Reading text:
▽

• by jppope on 6/19/2025, 3:53:40 AM

    Someone correct me here, but Texas Instruments was one of the companies that mortgaged their future in the name of financialization (https://www.linkedin.com/pulse/yeah-its-still-water-ben-hunt...) and their market cap right now is ~170B...

    How are they going to afford an investment thats ~1/3rd the value of the company? Seems like one of those announcements that no one follows up on to keep them honest?

  • by Animats on 6/19/2025, 4:42:27 AM

    What's a "foundational semiconductor"?

    This seems to be a political term, not one the electronics industry uses.[1] "Foundational chips (also called “legacy,” “lagging edge,” and “mature node” semiconductors) are often defined as chips made with a 22nm manufacturing process or above."

    Is there actually a lack of 22nm and larger fab capacity in the US? Or is it just that they're not being used much.

    [1] https://selectcommitteeontheccp.house.gov/sites/evo-subsites...

△

Data provided:
▽

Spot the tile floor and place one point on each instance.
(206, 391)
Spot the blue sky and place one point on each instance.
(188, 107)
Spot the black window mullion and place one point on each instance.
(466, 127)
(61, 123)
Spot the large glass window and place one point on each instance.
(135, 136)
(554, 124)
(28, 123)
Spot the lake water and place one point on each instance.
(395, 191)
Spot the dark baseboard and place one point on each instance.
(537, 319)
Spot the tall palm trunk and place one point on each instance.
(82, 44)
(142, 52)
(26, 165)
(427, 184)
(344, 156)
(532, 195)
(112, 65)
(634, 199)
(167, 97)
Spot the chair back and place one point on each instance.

△
▽

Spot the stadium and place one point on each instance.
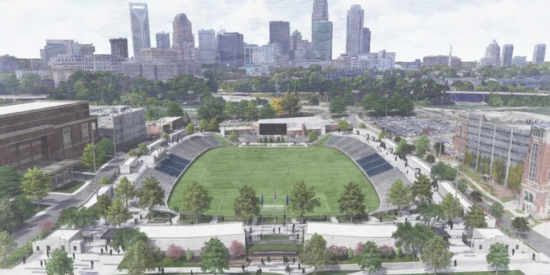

△

Directions:
a) Copy the records from the line with "Spot the lake" up to and including the line with "Spot the chair".
b) Continue the comment thread on Texas Instruments and foundational semiconductors from the point where it stops.

Exercise results:
a)
Spot the lake water and place one point on each instance.
(395, 191)
Spot the dark baseboard and place one point on each instance.
(537, 319)
Spot the tall palm trunk and place one point on each instance.
(82, 44)
(142, 52)
(26, 165)
(427, 184)
(344, 156)
(532, 195)
(112, 65)
(634, 199)
(167, 97)
Spot the chair back and place one point on each instance.

b)
  • by cwal37 on 6/19/2025, 3:12:10 AM

    Also already building a new fab up in Sherman, Texas.

    Fabs have pretty decent electricity demand, I actually sited a battery against that one after we did a bit of modeling with the new load vs the solar flows in the area. Siting just means make a land deal, figure out easements, and start working its way through the queue. Might not ever get built though, lot of money and hurdles in the way ha.

    Every time I see an industrial announcement like this power is the first thing I think of - where it’s gonna come from and what impact it will have on the existing grid.

  • by ano-ther on 6/19/2025, 12:53:03 PM

    It seems like a reprise of this December 2024 announcement re CHIPS act during the previous administration.

    The fact sheets (linked on the page) amount to $51bn from what I can see.

    https://www.ti.com/about-ti/newsroom/news-releases/2024/2024...

  • by coliveira on 6/19/2025, 3:50:14 AM

    The key phrase here is:

    "we are honored to work alongside them and the U.S. government to unleash what’s next in American innovation.”

    They're expecting to get money from government to make this happen. If it will be done is anyone's guess.

  • by 7thaccount on 6/19/2025, 3:11:31 AM

    Do they actually plan this, or is it just to make the current administration happy? $60B sounds like a lot of money.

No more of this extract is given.